Task prompt — With the pictures left out, transcribe exactly the lines from the one with "Practice. Put a dot on the white tent" through the end of the data.

Records supplied —
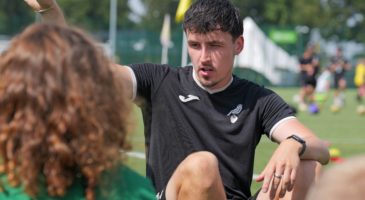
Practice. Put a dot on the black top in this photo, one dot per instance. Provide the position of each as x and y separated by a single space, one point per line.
180 118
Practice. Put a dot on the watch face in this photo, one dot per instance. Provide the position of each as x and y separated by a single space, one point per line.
297 138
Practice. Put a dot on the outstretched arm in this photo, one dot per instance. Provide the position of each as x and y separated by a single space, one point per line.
51 13
284 163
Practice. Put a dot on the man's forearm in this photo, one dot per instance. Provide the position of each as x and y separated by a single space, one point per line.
316 150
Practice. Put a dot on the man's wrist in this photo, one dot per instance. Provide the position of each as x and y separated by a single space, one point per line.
301 141
44 10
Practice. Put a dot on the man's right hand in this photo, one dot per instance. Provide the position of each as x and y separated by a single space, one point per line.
38 5
49 10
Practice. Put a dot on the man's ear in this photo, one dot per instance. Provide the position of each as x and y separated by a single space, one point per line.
239 44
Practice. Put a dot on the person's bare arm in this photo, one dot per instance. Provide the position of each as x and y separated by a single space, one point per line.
285 160
124 78
49 10
316 148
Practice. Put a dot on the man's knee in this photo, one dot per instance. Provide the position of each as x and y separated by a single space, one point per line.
202 166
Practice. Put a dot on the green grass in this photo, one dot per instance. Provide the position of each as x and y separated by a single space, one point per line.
345 130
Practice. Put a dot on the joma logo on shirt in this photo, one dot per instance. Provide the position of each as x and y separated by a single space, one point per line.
233 113
190 97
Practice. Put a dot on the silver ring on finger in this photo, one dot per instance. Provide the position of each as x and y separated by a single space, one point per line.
279 176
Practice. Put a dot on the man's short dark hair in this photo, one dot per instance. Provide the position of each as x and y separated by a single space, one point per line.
209 15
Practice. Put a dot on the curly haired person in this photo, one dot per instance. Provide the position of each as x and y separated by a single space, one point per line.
63 120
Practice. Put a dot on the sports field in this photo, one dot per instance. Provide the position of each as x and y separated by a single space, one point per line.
345 130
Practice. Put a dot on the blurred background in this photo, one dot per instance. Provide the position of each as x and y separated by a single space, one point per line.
277 32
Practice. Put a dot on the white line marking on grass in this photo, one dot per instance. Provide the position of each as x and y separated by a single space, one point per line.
136 154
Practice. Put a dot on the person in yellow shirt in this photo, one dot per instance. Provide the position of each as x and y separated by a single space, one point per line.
359 80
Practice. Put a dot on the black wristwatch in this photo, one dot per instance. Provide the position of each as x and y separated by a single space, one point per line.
301 141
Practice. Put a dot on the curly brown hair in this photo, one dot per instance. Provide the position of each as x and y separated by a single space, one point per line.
61 110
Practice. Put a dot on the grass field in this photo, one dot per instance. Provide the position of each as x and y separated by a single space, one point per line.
345 131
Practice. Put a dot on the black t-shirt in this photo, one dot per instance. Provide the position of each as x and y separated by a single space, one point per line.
181 118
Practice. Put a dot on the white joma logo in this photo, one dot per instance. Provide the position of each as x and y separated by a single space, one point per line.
188 98
233 114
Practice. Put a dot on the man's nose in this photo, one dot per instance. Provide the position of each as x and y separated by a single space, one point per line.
205 55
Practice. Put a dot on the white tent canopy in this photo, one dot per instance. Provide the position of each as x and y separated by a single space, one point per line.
263 55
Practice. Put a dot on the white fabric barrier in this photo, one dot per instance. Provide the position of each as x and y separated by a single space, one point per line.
263 55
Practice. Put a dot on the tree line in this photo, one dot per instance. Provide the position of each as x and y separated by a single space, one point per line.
337 19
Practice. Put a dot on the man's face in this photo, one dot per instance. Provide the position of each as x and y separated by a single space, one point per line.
212 55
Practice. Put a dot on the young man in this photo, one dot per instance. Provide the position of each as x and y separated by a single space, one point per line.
202 124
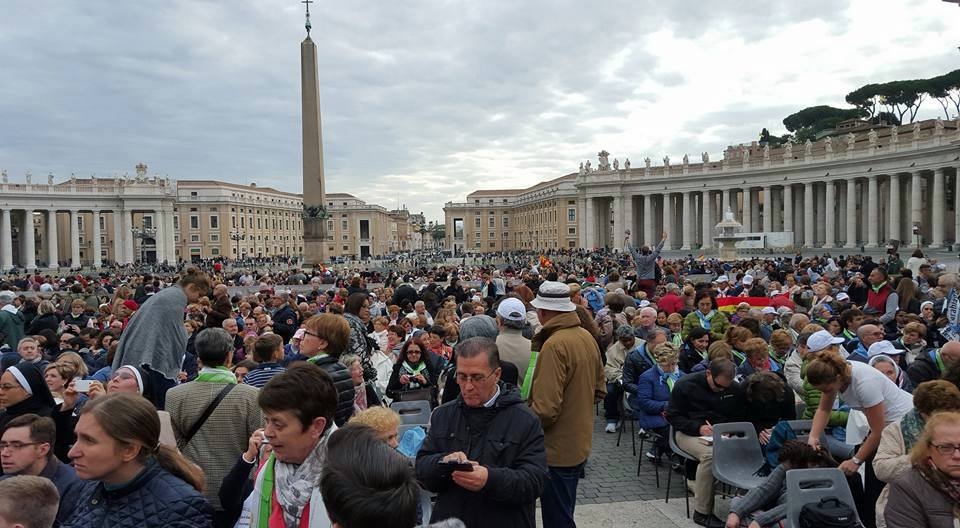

Solution for this task —
Practice. Put a dot on the white tent canopy in this photo, one dot per instance. Provide the position of each as x and y separated by a single space, one point per line.
263 55
Practice. Put a dot on the white fabric barrier in this photo, one dot per instance. Provide the position of each as x and y separated by a single space, one point per line.
263 55
Practice. Put a dot on the tree line in this photo, one dot per instance. Provide the position of each as x and y separated by a single space, one point per line.
337 19
Practice. Put a dot on the man's face in this photo, one dot per instance. Provide the position of each as x and y separated by a single space, one point per line.
212 55
Practice. Put a dot on the young man in this photo, one dot per instance. Provide the position of each as x and y separated by a single space, one point per line.
202 124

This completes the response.